[Detection annotation records]
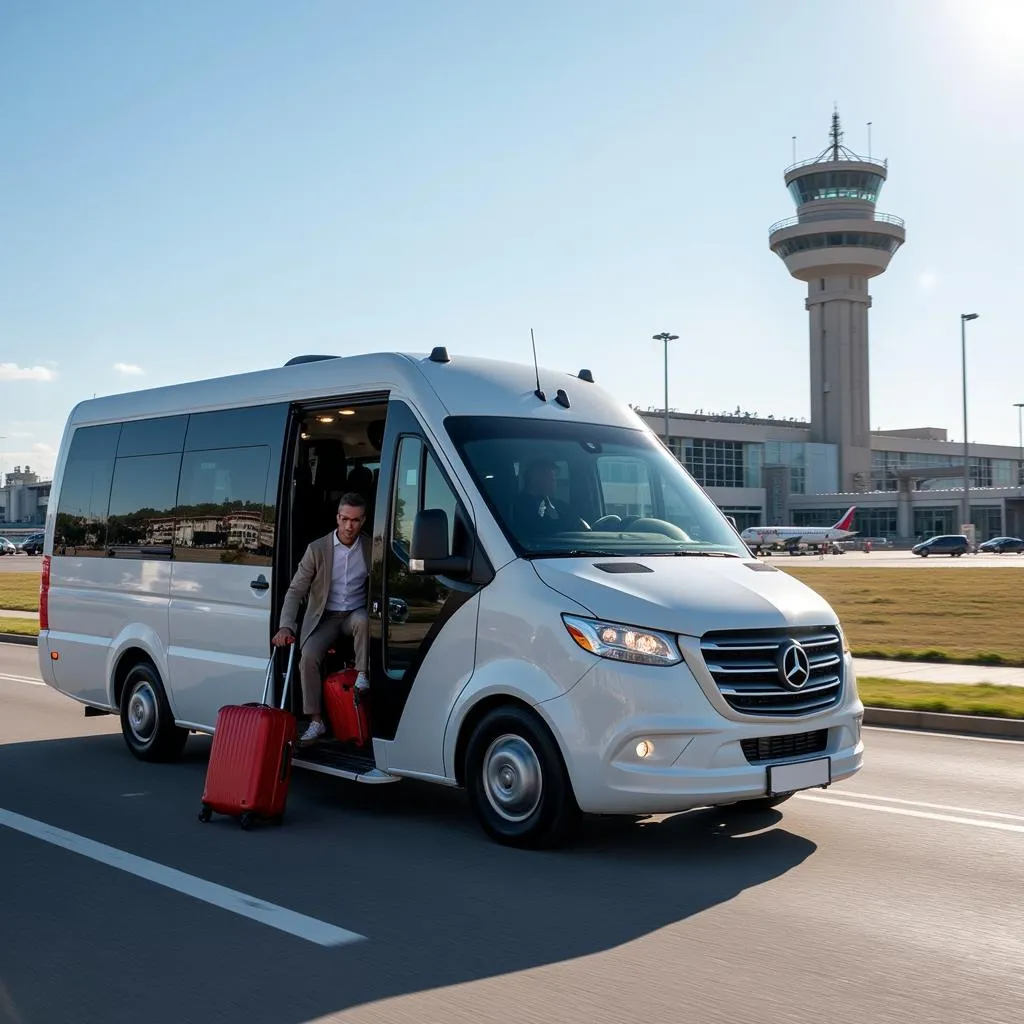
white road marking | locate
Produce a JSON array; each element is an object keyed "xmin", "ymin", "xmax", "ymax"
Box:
[
  {"xmin": 861, "ymin": 725, "xmax": 1024, "ymax": 745},
  {"xmin": 798, "ymin": 794, "xmax": 1024, "ymax": 835},
  {"xmin": 0, "ymin": 807, "xmax": 366, "ymax": 946},
  {"xmin": 815, "ymin": 790, "xmax": 1024, "ymax": 821},
  {"xmin": 0, "ymin": 672, "xmax": 46, "ymax": 686}
]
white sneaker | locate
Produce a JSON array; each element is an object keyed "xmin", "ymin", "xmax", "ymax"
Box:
[{"xmin": 299, "ymin": 722, "xmax": 327, "ymax": 743}]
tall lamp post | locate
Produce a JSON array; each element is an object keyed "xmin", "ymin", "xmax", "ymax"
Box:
[
  {"xmin": 961, "ymin": 313, "xmax": 978, "ymax": 528},
  {"xmin": 1014, "ymin": 401, "xmax": 1024, "ymax": 486},
  {"xmin": 652, "ymin": 331, "xmax": 679, "ymax": 451}
]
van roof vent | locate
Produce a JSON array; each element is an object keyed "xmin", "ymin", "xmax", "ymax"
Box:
[{"xmin": 285, "ymin": 355, "xmax": 339, "ymax": 367}]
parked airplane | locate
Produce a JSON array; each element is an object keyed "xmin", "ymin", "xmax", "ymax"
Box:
[{"xmin": 739, "ymin": 505, "xmax": 857, "ymax": 552}]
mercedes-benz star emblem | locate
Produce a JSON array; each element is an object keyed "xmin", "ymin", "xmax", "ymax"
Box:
[{"xmin": 778, "ymin": 642, "xmax": 811, "ymax": 690}]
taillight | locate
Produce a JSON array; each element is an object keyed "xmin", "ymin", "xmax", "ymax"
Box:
[{"xmin": 39, "ymin": 555, "xmax": 50, "ymax": 630}]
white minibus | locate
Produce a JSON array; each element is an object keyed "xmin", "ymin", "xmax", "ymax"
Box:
[{"xmin": 39, "ymin": 347, "xmax": 863, "ymax": 846}]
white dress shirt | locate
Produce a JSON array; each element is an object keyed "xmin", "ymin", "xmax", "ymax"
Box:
[{"xmin": 327, "ymin": 530, "xmax": 368, "ymax": 611}]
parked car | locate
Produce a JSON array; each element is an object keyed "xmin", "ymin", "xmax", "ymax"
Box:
[
  {"xmin": 978, "ymin": 537, "xmax": 1024, "ymax": 555},
  {"xmin": 910, "ymin": 534, "xmax": 971, "ymax": 558},
  {"xmin": 22, "ymin": 534, "xmax": 46, "ymax": 555}
]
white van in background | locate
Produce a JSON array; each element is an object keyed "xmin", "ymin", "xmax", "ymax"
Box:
[{"xmin": 39, "ymin": 348, "xmax": 863, "ymax": 846}]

__WHAT THE EXERCISE ASKS__.
All of the material above should be reproduced exactly, except the pictures.

__TASK RESPONSE__.
white road marking | locate
Produce a JSON array; each element is an object keyed "xmin", "ymin", "xmax", "ymax"
Box:
[
  {"xmin": 861, "ymin": 725, "xmax": 1024, "ymax": 745},
  {"xmin": 798, "ymin": 794, "xmax": 1024, "ymax": 835},
  {"xmin": 0, "ymin": 807, "xmax": 366, "ymax": 946},
  {"xmin": 815, "ymin": 790, "xmax": 1024, "ymax": 821},
  {"xmin": 0, "ymin": 672, "xmax": 46, "ymax": 686}
]
white sneaker | locate
Produce a JSON array; each element is an object keyed "xmin", "ymin", "xmax", "ymax"
Box:
[{"xmin": 299, "ymin": 722, "xmax": 327, "ymax": 743}]
tall lamp post | locate
Produce a JSON array; each element is an object keyed "xmin", "ymin", "xmax", "ymax"
Box:
[
  {"xmin": 961, "ymin": 313, "xmax": 978, "ymax": 528},
  {"xmin": 1014, "ymin": 401, "xmax": 1024, "ymax": 486},
  {"xmin": 652, "ymin": 331, "xmax": 679, "ymax": 451}
]
van roof vent | locate
Produce a JSON array; each element is an object keyed "xmin", "ymin", "xmax", "ymax"
Box:
[{"xmin": 285, "ymin": 355, "xmax": 339, "ymax": 367}]
parked airplane | locate
Produce a JSON array; each element is an object keyed "xmin", "ymin", "xmax", "ymax"
Box:
[{"xmin": 739, "ymin": 505, "xmax": 857, "ymax": 552}]
mercedes-benz star emblem | locate
Produce a JSON array; each element is an object keyed "xmin", "ymin", "xmax", "ymax"
Box:
[{"xmin": 778, "ymin": 642, "xmax": 811, "ymax": 690}]
taillight | locate
Produce a JSON array; each element is an object keyed "xmin", "ymin", "xmax", "ymax"
Box:
[{"xmin": 39, "ymin": 555, "xmax": 50, "ymax": 630}]
white minibus | locate
Produce a JSON array; each element is an object keyed "xmin", "ymin", "xmax", "ymax"
Box:
[{"xmin": 39, "ymin": 347, "xmax": 863, "ymax": 846}]
white dress shirt | locate
Produce a JSON array; each element is an object keyed "xmin", "ymin", "xmax", "ymax"
Box:
[{"xmin": 327, "ymin": 530, "xmax": 368, "ymax": 611}]
parked car | locate
Produce a JSON array; each element is an object keyed "xmin", "ymin", "xmax", "ymax"
Box:
[
  {"xmin": 978, "ymin": 537, "xmax": 1024, "ymax": 555},
  {"xmin": 910, "ymin": 534, "xmax": 971, "ymax": 558},
  {"xmin": 22, "ymin": 534, "xmax": 46, "ymax": 555}
]
white van in background | locate
Produce a JSON array; each element is an object keyed "xmin", "ymin", "xmax", "ymax"
Box:
[{"xmin": 39, "ymin": 348, "xmax": 863, "ymax": 846}]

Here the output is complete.